Written exercise:
Pick up the article below on The Gateway complex in Salt Lake City and carry it on past its final sentence.

Document excerpt:
>> begin

The Gateway is a large, open-air retail, residential, and office complex in Salt Lake City, Utah, United States. It is centered on the historic Union Pacific Depot on the west side of Downtown Salt Lake City between 50 North and 200 South streets and between 400 and 500 West streets. Rio Grande Street has been the site of many special events and becomes a one-way street and heads north through the center. The center has featured as many as 89 outlets, but recent changes have allowed the center to provide new retail shopping experiences and become more of a social gathering place centered on dining and nightlife.

In the northeast corner, a seven-story  office tower for more than 1,200 employees was completed in 2007 for the sole occupancy of Fidelity Investments.

By 2014, the center's occupancy rate had fallen, with major tenants such as Apple Inc. having moved half a mile east to the newer and more centrally-located City Creek Center, opened in 2012 by the Church of Jesus Christ of Latter-day Saints.

>> end

Extracted records:
>> begin

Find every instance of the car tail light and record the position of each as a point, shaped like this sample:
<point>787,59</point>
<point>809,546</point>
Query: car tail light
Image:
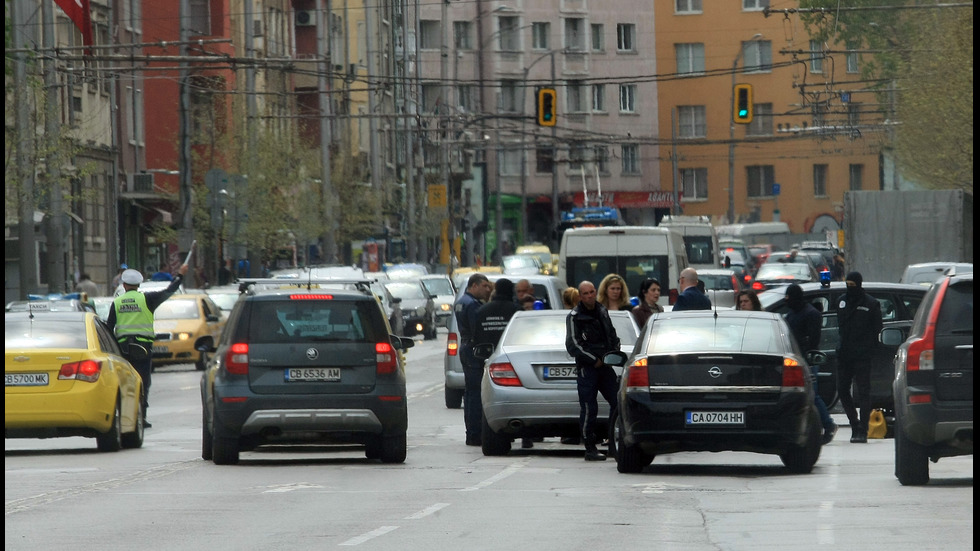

>> end
>> begin

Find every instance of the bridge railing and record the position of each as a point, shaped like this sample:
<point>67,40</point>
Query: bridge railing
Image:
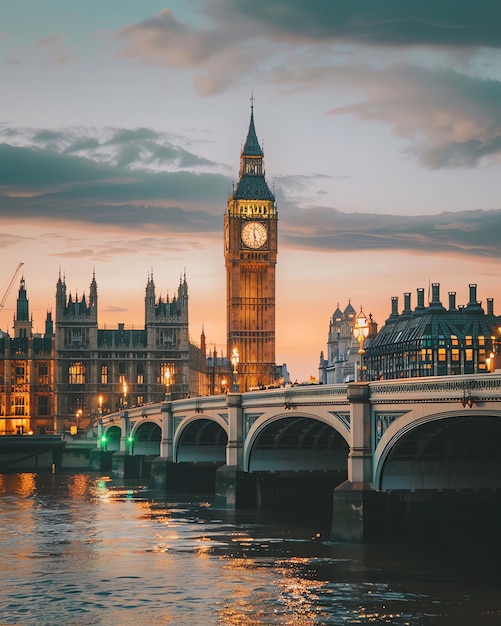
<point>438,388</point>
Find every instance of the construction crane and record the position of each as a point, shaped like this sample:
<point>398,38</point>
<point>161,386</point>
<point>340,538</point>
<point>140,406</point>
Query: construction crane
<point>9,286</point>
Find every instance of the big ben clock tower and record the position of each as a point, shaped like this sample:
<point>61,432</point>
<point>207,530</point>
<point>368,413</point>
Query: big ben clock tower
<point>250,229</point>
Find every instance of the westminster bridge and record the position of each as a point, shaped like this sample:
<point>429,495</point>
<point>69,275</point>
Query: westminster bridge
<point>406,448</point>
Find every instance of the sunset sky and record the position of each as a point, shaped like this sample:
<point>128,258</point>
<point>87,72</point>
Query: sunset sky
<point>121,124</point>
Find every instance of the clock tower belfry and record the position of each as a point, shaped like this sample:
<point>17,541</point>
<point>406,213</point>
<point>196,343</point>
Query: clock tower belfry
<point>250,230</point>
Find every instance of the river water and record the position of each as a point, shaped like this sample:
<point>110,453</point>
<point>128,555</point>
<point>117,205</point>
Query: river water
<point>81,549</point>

>> end
>> begin

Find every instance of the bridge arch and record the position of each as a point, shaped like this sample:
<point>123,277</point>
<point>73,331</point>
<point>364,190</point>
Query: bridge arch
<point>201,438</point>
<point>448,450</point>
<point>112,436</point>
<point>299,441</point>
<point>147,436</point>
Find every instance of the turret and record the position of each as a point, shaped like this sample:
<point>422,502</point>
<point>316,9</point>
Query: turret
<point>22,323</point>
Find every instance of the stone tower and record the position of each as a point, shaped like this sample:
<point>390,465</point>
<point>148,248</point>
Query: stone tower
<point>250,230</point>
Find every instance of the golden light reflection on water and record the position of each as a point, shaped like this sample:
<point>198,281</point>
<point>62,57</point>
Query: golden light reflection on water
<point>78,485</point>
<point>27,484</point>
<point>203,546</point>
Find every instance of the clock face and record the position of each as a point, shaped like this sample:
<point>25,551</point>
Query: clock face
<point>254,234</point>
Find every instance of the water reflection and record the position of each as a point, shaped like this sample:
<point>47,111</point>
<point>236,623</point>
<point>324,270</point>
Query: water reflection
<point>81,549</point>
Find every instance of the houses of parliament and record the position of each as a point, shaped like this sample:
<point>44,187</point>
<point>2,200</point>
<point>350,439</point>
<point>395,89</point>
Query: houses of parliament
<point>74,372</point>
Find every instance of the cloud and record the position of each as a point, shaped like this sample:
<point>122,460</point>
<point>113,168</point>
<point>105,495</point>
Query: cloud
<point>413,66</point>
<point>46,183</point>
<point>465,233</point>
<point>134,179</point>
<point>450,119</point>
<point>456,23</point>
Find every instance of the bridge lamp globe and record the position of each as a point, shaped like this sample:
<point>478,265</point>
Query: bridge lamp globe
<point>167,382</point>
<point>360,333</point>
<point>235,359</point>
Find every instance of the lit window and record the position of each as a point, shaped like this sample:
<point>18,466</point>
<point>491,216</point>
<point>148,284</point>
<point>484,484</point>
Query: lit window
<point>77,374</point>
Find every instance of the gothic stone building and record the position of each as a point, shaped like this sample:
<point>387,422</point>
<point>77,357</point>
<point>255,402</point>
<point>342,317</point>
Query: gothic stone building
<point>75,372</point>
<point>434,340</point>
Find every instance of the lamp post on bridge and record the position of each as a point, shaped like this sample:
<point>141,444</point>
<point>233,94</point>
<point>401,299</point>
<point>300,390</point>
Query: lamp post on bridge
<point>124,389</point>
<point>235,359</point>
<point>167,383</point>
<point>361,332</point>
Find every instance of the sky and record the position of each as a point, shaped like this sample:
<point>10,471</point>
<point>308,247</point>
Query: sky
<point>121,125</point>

>> end

Exercise response:
Retail Properties of America Inc. had valued the center to $75 million in 2014 and would expect further decline. Previous efforts to stabilize and sell the center had failed. Some of the outdoor areas had been upgraded, and nearby development projects had been planned.

In 2016, The Gateway was sold to a commercial real estate company named "Vestar". The company was planning to renovate the center for $30 million. Instead, $100 million was invested by Vestar since late 2018. Vestar restored the area's popularity and increased security, lowering crime by 79% and expecting crime to lower even further. The downtown shelter located on Rio Grande Street has also seen improvement because of the mall's new management.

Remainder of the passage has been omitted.